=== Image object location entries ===
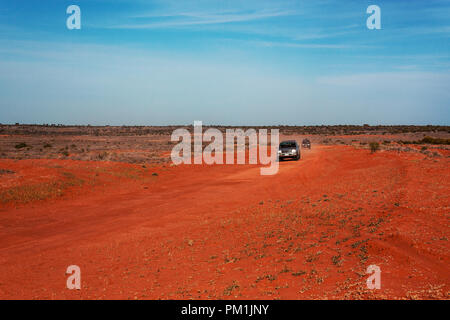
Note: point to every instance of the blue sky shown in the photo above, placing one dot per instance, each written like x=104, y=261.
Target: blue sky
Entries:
x=247, y=62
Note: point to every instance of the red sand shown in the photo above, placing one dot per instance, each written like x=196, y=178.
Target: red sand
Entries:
x=225, y=232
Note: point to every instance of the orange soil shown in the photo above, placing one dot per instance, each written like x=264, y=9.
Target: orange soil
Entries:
x=226, y=232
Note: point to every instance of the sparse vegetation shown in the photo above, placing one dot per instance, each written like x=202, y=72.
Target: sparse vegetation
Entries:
x=21, y=145
x=374, y=147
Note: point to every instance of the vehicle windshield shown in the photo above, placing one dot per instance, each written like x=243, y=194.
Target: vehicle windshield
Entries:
x=287, y=145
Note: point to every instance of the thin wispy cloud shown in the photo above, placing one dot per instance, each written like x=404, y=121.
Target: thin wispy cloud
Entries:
x=194, y=19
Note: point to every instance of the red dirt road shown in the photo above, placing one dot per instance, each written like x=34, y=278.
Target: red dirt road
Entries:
x=226, y=232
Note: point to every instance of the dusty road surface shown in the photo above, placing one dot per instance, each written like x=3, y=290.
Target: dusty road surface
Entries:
x=225, y=231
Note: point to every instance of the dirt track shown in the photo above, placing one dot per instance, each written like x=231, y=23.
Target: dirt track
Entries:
x=226, y=232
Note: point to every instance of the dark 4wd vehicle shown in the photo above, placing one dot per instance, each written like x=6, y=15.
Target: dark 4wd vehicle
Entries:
x=306, y=143
x=289, y=149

=== Required task ===
Write out all of the records above again, putting "Points" in place of "Entries" each time it appears and keeping everything else the same. Omit the pictures.

=== Solution to this task ===
Note: point to every instance of the blue sky shown in the photo above, placing one dot per instance, each written like x=104, y=261.
Target: blue sky
Points:
x=247, y=62
Note: point to every instance of the red sand shown in the photo above, placing one dot per instance, each written like x=196, y=178.
Target: red sand
Points:
x=225, y=232
Note: point to every instance of the orange soil shown in the photo above, placing one dot per instance, each written like x=264, y=9.
Target: orange soil
Points:
x=226, y=232
Note: point to every instance of the sparse vegetation shown in the photo above, placing one dot per instance, each written like x=202, y=72.
Target: sparse vegetation
Points:
x=21, y=145
x=374, y=147
Note: point to every instance of the vehicle windshield shown in the photo above, placing one dot per instance, each written like x=243, y=194.
Target: vehicle windshield
Points:
x=287, y=145
Note: point to every instance of the thin wispy cloud shown in the photo above, placing one dot per instance, each written like x=404, y=121.
Target: thin wispy cloud
Points:
x=194, y=19
Note: point to every instance of the red dirt road shown in the photo above, placing one dot per instance, each written like x=34, y=278.
Target: red dirt road
Points:
x=226, y=232
Note: point to every instance of the dusty road surface shown in the photo above, placing one dot per instance, each written like x=3, y=290.
Target: dusty road surface
Points:
x=225, y=231
Note: point to every instance of the dirt track shown in the photo above, placing one dot per instance, each written like x=231, y=23.
Target: dirt track
Points:
x=226, y=232
Note: point to every instance of the dark 4wd vehicle shown in the photo above, placing one dot per instance, each written like x=6, y=15.
Target: dark 4wd vehicle
Points:
x=306, y=143
x=289, y=149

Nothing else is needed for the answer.